__Work required__
All that is wanted is an exact copy of the lines below, starting at the one that contains "of the shadow" and running to the end.

Records provided Block Start

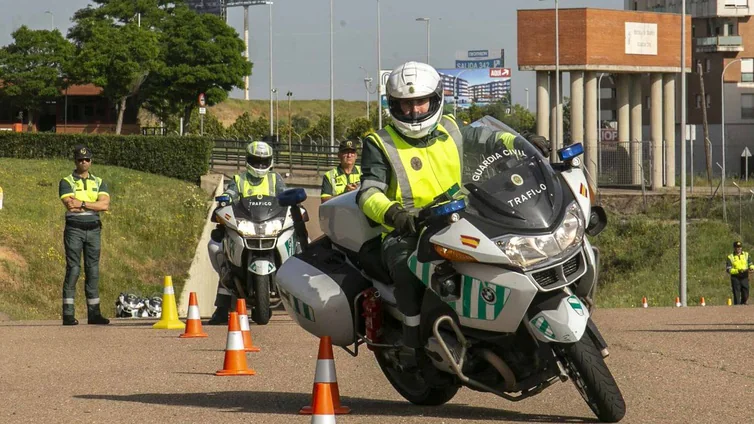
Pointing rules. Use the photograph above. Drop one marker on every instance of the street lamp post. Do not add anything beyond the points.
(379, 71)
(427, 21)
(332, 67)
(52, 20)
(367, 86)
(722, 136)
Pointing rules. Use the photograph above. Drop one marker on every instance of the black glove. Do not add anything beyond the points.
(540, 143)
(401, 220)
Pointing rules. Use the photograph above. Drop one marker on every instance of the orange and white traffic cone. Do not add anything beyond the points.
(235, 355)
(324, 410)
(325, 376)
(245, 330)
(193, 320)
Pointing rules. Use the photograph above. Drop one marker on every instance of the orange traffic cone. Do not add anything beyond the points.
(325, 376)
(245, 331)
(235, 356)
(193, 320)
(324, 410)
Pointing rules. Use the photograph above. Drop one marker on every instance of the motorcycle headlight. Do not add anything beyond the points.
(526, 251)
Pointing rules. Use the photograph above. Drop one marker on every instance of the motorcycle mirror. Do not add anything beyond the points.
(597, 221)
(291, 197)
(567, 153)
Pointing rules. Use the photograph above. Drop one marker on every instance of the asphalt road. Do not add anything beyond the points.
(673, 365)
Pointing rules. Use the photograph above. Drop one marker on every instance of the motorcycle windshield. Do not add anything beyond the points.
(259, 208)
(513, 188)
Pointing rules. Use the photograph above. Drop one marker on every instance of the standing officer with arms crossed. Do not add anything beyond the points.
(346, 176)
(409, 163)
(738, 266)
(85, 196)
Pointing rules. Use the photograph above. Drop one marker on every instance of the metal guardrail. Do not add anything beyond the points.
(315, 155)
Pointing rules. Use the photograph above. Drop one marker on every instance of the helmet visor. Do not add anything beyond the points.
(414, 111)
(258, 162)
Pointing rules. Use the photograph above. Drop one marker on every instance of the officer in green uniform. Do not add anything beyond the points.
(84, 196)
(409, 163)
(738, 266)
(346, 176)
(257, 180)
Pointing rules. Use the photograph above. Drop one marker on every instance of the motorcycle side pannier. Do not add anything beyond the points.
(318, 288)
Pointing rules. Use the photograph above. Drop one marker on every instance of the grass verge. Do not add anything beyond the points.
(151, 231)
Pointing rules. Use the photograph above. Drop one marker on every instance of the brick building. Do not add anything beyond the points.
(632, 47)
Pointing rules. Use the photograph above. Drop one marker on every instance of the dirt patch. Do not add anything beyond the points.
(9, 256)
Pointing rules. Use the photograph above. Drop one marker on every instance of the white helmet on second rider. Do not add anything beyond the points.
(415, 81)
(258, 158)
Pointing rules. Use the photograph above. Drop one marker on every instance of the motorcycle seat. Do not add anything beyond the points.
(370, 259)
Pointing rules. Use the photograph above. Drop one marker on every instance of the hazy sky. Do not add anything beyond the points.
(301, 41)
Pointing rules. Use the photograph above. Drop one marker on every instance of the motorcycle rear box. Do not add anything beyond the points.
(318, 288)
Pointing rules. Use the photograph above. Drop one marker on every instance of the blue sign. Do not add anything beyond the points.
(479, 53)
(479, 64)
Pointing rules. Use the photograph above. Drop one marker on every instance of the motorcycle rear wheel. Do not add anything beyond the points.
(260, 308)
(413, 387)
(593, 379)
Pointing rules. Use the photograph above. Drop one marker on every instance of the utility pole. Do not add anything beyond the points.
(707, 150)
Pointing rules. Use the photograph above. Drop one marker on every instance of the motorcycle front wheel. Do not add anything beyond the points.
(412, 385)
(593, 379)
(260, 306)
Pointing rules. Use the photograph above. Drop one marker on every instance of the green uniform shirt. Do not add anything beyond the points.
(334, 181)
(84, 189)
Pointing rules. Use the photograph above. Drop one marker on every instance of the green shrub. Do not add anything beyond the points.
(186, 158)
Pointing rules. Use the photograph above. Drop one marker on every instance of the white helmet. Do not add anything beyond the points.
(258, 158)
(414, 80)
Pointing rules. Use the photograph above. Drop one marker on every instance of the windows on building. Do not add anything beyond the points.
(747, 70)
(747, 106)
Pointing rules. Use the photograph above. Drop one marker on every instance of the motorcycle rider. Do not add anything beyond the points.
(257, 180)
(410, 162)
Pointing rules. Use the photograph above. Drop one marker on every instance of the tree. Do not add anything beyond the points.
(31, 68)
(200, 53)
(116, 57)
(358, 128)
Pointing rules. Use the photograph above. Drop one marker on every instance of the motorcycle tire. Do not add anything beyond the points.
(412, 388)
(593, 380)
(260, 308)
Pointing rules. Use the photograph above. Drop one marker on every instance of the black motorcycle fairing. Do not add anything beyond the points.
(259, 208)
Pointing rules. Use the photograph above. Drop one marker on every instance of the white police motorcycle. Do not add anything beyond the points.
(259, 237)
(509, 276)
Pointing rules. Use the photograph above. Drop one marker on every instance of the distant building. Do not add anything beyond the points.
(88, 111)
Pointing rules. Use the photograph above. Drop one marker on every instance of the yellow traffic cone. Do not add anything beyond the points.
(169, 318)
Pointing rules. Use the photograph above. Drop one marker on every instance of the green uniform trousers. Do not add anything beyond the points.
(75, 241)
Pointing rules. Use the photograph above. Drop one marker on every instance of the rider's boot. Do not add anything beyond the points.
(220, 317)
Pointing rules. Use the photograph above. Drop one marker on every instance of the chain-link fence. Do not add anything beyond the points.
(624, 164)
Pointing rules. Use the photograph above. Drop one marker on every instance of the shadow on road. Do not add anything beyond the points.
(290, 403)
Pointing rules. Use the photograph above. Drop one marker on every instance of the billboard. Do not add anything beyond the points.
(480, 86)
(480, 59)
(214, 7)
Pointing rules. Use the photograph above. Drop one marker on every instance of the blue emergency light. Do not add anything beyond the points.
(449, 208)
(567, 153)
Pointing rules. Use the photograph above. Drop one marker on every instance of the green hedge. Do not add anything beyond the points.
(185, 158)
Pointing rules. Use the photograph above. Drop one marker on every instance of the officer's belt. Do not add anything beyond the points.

Records provided Block End

__Output of the task__
Pointing rules. Use the photograph above. Drop one marker on every instance of the shadow on road. Do not add anything beyond the points.
(290, 403)
Pointing rules. Use the photograph above. Drop one marker on every instance of the billboard. Do not add anything beyond the points.
(480, 86)
(480, 59)
(214, 7)
Pointing rules. Use the photograph above. Drop one marker on every instance of the blue emergency light. Do not add anything beyond the points.
(449, 208)
(567, 153)
Pointing rules. Use the photograph above. Drop one marker on every instance of the green hedge. Do not add anything beyond the points.
(185, 158)
Pointing rules. Use the photograph above. Drop one marker on every instance of the officer's belt. Do not add anything beyond the points.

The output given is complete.